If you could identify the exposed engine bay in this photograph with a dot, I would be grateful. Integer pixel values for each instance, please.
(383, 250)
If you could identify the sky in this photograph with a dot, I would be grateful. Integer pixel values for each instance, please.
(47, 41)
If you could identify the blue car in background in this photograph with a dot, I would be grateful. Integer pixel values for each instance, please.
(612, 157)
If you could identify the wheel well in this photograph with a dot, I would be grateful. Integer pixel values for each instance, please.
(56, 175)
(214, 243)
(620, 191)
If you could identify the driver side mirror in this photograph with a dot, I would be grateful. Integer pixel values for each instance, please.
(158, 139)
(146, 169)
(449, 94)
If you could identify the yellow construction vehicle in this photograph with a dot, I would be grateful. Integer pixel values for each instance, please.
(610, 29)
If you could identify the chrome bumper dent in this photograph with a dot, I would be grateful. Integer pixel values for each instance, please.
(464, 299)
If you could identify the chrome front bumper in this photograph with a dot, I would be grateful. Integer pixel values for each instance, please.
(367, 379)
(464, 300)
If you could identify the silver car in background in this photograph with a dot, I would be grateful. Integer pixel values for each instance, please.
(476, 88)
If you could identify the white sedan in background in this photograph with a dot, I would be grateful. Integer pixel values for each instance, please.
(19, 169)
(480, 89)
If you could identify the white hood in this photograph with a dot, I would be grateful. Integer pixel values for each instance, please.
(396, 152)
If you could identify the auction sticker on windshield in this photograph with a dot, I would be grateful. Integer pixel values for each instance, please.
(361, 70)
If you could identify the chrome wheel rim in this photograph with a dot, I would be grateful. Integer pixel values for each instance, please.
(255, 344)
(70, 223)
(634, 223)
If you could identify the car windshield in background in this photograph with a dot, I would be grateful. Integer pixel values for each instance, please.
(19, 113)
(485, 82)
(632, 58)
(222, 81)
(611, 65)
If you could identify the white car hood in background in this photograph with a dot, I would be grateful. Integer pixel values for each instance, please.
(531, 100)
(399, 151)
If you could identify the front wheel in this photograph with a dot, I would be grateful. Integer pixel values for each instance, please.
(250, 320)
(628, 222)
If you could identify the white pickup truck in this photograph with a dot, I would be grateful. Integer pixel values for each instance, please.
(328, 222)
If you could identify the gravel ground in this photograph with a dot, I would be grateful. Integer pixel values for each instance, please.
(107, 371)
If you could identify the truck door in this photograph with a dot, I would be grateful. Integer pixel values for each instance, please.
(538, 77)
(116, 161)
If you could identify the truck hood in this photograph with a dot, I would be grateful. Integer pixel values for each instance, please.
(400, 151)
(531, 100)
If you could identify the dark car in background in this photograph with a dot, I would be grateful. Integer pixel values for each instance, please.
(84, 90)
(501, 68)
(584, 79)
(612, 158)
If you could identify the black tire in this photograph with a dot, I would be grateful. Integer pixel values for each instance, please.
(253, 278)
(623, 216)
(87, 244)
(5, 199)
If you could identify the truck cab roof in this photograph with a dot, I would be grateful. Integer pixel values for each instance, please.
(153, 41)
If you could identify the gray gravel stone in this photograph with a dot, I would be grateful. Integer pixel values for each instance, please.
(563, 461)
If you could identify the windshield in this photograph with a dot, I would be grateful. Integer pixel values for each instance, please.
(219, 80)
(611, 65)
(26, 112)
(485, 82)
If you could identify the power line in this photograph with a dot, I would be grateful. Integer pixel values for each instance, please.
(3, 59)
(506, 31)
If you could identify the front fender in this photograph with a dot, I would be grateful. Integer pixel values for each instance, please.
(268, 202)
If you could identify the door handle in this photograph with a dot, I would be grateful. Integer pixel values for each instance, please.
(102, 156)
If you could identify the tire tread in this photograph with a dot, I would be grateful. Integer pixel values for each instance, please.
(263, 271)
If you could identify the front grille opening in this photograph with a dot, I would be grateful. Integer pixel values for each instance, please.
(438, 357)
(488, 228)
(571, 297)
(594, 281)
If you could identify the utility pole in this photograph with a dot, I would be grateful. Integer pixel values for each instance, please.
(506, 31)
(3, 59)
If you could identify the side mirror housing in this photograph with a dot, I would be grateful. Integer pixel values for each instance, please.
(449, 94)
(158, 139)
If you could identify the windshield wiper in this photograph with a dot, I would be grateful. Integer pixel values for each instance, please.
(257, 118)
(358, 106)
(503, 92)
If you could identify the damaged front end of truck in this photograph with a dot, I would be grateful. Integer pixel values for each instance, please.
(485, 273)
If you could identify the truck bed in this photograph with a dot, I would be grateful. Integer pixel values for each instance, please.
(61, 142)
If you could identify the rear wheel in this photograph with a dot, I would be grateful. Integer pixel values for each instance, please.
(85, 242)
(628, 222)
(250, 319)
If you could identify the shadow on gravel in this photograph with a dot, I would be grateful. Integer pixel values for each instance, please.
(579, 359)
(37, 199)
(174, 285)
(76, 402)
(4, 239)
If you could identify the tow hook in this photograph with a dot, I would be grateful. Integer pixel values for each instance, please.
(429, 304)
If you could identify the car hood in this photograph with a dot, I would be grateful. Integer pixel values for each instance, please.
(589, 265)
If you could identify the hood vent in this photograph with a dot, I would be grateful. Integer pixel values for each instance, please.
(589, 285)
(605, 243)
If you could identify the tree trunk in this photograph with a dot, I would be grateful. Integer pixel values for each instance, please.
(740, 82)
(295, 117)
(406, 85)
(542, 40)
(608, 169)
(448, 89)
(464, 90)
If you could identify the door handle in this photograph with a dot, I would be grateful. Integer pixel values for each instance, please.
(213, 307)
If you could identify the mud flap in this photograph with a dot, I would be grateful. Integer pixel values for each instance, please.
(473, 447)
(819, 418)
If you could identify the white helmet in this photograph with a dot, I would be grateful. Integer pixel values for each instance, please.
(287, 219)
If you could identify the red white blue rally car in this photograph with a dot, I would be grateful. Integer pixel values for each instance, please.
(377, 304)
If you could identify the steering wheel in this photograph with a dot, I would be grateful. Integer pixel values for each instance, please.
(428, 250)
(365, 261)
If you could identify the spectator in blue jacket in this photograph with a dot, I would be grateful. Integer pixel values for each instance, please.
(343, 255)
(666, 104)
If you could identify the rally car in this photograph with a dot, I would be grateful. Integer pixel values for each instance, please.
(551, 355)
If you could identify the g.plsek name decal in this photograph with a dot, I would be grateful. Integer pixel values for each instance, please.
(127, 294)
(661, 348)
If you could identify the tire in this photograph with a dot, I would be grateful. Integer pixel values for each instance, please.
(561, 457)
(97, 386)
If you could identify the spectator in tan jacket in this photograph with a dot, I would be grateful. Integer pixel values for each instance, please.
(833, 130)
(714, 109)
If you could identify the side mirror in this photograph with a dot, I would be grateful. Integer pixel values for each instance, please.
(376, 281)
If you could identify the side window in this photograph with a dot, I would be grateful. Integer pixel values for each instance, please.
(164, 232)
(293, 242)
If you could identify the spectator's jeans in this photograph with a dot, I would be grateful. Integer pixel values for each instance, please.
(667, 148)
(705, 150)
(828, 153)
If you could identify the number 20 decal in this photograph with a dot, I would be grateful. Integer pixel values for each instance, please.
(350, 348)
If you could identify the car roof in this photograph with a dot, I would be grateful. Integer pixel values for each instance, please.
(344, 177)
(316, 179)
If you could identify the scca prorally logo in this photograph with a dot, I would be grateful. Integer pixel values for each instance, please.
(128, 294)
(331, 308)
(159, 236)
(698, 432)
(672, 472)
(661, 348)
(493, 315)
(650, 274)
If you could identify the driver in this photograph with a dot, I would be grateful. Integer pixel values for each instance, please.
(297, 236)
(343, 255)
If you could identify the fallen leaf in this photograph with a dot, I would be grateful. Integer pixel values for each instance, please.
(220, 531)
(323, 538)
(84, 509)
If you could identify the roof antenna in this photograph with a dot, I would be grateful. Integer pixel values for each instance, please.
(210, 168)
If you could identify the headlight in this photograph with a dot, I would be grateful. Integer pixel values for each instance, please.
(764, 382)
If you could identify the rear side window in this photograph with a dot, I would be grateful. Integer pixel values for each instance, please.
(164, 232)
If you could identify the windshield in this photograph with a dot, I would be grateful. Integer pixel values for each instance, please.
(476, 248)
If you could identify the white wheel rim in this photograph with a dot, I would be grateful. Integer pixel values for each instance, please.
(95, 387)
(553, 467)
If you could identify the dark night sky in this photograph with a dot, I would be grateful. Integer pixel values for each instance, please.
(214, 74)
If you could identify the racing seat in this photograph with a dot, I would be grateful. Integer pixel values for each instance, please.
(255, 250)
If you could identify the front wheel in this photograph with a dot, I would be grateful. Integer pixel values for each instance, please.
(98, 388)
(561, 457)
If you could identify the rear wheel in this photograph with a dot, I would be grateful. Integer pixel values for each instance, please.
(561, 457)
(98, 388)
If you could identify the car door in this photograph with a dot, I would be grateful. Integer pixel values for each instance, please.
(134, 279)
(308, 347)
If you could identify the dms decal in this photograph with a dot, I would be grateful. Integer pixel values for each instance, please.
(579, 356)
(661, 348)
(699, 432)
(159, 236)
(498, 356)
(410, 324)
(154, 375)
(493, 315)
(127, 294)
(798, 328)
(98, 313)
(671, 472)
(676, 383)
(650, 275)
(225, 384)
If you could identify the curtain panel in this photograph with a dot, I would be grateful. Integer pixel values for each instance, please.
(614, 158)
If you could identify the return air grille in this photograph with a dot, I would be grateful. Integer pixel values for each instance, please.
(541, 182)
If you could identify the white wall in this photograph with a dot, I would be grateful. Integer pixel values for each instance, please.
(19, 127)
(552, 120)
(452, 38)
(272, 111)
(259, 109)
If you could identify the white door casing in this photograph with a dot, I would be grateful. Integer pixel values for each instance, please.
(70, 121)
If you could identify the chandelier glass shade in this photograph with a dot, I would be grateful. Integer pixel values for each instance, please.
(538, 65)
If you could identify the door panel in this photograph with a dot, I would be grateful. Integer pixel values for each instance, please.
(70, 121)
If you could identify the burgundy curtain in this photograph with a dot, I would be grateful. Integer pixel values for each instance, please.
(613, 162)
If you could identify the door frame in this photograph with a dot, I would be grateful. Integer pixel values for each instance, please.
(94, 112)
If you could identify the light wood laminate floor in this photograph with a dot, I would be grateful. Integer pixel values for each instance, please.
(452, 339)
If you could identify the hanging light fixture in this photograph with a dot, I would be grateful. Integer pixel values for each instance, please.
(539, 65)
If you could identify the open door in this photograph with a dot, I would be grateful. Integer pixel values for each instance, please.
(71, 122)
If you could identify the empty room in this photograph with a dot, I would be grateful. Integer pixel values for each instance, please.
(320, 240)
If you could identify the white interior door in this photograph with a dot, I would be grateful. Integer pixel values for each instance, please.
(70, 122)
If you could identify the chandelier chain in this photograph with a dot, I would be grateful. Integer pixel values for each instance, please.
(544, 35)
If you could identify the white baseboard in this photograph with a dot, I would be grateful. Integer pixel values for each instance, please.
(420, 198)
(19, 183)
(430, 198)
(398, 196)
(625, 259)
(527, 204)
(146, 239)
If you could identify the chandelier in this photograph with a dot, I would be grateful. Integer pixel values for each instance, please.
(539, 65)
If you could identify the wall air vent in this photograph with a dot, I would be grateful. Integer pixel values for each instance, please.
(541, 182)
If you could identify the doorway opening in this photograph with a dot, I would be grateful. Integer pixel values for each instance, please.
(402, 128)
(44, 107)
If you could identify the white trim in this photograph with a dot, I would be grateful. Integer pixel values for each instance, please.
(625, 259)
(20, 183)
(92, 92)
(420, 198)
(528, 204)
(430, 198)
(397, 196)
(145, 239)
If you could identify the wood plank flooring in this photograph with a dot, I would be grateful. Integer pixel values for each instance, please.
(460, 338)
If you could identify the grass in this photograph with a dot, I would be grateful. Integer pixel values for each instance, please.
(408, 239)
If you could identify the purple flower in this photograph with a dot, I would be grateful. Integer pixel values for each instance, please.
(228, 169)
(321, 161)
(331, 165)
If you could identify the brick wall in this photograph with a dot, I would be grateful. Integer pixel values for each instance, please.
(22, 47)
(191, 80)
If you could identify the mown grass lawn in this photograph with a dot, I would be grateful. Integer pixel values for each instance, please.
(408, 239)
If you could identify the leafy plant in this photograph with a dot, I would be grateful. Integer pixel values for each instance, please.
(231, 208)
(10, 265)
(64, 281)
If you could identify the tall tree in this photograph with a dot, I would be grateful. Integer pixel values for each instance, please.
++++++++++++++++++++
EXERCISE INSTRUCTIONS: Your task is to output exactly the lines running from the one with "If you could identify the brick" through the final line of the material above, with both ends included.

RIGHT ANSWER:
If you could identify the brick wall in this photograph with a dot, I would be grateful. Integer pixel values for each instance, please.
(22, 47)
(191, 80)
If you could identify the mown grass lawn in this photograph with a dot, I would be grateful. Integer pixel values for each instance, please.
(408, 239)
If you could identify the leafy plant in this photograph with a dot, I would be grateful. Integer pixel values for each instance, please.
(231, 208)
(10, 265)
(64, 281)
If you could identify the tall tree in this photograph with a dot, I would be grateful. Integer pixel values for each instance, please.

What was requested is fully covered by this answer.